▶ _Written instruction_:
Render the listing below as a Markdown table with two columns, Row and Line, giving each line its own numbered row and omitting blank lines.

▶ _Record set_:
--- start ---

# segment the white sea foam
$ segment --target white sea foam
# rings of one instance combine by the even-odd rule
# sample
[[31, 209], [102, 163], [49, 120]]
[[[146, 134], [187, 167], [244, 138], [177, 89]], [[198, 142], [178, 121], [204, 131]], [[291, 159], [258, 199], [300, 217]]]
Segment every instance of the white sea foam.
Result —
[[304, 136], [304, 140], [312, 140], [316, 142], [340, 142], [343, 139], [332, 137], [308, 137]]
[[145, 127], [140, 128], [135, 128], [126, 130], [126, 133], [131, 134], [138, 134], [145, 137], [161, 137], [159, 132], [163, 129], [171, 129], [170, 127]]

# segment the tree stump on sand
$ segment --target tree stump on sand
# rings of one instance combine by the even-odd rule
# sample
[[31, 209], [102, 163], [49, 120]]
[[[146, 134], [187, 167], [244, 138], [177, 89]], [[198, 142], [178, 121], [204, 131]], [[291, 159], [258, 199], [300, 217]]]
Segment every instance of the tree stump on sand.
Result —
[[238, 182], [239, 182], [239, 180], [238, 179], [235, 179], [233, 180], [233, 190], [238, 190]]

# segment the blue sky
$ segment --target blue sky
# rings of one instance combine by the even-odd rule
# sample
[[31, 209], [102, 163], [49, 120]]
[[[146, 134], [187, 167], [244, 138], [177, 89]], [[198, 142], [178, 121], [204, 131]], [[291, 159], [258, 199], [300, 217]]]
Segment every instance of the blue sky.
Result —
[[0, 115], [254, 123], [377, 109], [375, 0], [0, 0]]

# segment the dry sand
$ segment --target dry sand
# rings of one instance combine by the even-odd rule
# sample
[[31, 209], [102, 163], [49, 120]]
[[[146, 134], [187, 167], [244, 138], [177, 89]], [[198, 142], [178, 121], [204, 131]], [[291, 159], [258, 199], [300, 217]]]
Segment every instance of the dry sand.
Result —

--- end ---

▶ _The output_:
| Row | Line |
|---|---|
| 1 | # segment the white sea foam |
| 2 | $ segment --target white sea foam |
| 3 | # rings of one instance combine by the even-odd rule |
| 4 | # sample |
| 5 | [[31, 209], [102, 163], [49, 120]] |
| 6 | [[[146, 134], [187, 167], [244, 138], [177, 89]], [[198, 142], [178, 121], [204, 131]], [[291, 159], [258, 199], [300, 217]]] |
| 7 | Segment every instance of the white sea foam. |
| 8 | Result — |
| 9 | [[304, 136], [304, 140], [312, 140], [316, 142], [340, 142], [343, 139], [332, 137], [308, 137]] |
| 10 | [[145, 127], [140, 128], [135, 128], [126, 130], [126, 133], [131, 134], [138, 134], [145, 137], [161, 137], [159, 132], [163, 129], [171, 129], [170, 127]] |
| 11 | # segment the tree stump on sand |
| 12 | $ segment --target tree stump on sand |
| 13 | # rings of one instance combine by the even-odd rule |
| 14 | # sample |
| 15 | [[31, 209], [102, 163], [49, 120]] |
| 16 | [[[146, 134], [187, 167], [244, 138], [177, 89]], [[198, 142], [178, 121], [204, 131]], [[291, 159], [258, 199], [300, 217]]] |
| 17 | Segment every instance of the tree stump on sand. |
| 18 | Result — |
| 19 | [[238, 182], [239, 182], [239, 180], [238, 179], [235, 179], [233, 180], [233, 190], [238, 190]] |
| 20 | # segment the blue sky |
| 21 | $ segment --target blue sky |
| 22 | # rings of one instance combine by the even-odd rule |
| 23 | # sample |
| 24 | [[31, 209], [102, 163], [49, 120]] |
| 25 | [[[146, 134], [187, 167], [244, 138], [177, 89]], [[198, 142], [178, 121], [204, 131]], [[291, 159], [258, 199], [300, 217]]] |
| 26 | Segment every instance of the blue sky. |
| 27 | Result — |
| 28 | [[0, 115], [254, 123], [377, 109], [375, 0], [0, 0]] |
| 29 | # segment the dry sand |
| 30 | $ segment --target dry sand |
| 31 | # rings of one instance combine by the even-odd rule |
| 32 | # sample |
| 33 | [[31, 209], [102, 163], [49, 120]] |
| 34 | [[[146, 134], [187, 167], [244, 138], [177, 89]], [[198, 142], [178, 121], [204, 131]], [[291, 159], [258, 199], [300, 217]]] |
| 35 | Segment every instance of the dry sand. |
| 36 | Result — |